=== TEXT FOR ANALYSIS ===
On May 27, 2009, Arnold met with Small and Lucherini. Arnold describes the meeting in her declaration. First, Arnold, Small, and Lucherini discussed the manner in which Arnold used starter activity pads. Arnold was specifically questioned about alleged discrepancies on two SAFs and she was able to explain the legitimate cause of the discrepancy. Small repeatedly accused Arnold of trying to cover up a lack of work activity and attempted to get Arnold to confess to violations, but Arnold denied she had engaged in any misconduct. Small also questioned Arnold about absences beginning as early as 2006. Small was hostile and, toward the end of the meeting, Arnold became upset. Lucherini assured Arnold that the purpose of the meeting was to be clear about expectations and that he and Small would get back to her after they consulted with the legal department and Human Resources. (Arnold Decl. ¶ ¶ 157-173.)

At one point during this meeting, Arnold said " I'm so sorry. I know this looks bad. I would never mislead." (Jatana Decl., Ex. D at 22.) The parties dispute the meaning of this statement. According to Arnold, she was unprepared to explain her numerous absences and was unable to identify absences that were attributable to vacation or sick leave because she did not have access to her leave trackers. Flustered, she apologized for the appearance of numerous absences and her inability to explain them. (Jatana Decl., Ex. D at 22-23.) Arnold also admitted at the meeting that she was not an organized person. (Jatana Decl., Ex. D at 23.)

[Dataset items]
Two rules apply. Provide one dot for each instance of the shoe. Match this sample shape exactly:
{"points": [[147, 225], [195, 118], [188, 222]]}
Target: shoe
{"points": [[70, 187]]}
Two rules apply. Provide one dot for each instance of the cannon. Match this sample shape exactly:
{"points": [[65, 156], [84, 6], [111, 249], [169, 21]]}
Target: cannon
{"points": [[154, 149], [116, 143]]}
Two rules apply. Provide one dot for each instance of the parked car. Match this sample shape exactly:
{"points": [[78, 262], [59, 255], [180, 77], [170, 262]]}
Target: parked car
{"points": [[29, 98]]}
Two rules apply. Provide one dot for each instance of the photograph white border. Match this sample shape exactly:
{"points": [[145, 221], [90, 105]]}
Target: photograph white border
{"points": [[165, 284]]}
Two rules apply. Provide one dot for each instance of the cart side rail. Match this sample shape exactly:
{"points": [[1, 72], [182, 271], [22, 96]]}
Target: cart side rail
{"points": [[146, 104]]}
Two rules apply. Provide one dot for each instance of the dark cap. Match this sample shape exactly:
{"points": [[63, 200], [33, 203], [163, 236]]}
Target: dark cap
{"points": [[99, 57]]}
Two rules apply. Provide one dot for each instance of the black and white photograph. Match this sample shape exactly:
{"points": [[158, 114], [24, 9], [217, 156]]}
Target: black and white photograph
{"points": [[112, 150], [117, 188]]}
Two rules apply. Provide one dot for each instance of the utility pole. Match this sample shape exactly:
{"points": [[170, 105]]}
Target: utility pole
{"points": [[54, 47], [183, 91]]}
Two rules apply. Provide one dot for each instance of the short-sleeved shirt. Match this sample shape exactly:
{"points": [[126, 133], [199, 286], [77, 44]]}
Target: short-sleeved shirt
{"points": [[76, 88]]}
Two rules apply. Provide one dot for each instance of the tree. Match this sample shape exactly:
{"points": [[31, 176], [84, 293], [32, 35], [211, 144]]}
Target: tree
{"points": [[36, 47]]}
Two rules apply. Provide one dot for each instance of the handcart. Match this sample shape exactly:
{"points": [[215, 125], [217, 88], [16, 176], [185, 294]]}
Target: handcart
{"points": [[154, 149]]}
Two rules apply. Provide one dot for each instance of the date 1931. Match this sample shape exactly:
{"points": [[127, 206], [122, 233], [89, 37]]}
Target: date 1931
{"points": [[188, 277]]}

=== LIST OF TASKS ===
1. Please list every source citation that appears in parentheses in the meeting account.
2. Quote the meeting account word for word, starting with "At one point" and going on through "Ex. D at 23.)".
Rely only on the meeting account, not the lines.

=== EXERCISE SOLUTIONS ===
1.
- Arnold Decl. ¶ ¶ 157-173
- Jatana Decl., Ex. D at 22
- Jatana Decl., Ex. D at 22-23
- Jatana Decl., Ex. D at 23

2.
At one point during this meeting, Arnold said " I'm so sorry. I know this looks bad. I would never mislead." (Jatana Decl., Ex. D at 22.) The parties dispute the meaning of this statement. According to Arnold, she was unprepared to explain her numerous absences and was unable to identify absences that were attributable to vacation or sick leave because she did not have access to her leave trackers. Flustered, she apologized for the appearance of numerous absences and her inability to explain them. (Jatana Decl., Ex. D at 22-23.) Arnold also admitted at the meeting that she was not an organized person. (Jatana Decl., Ex. D at 23.)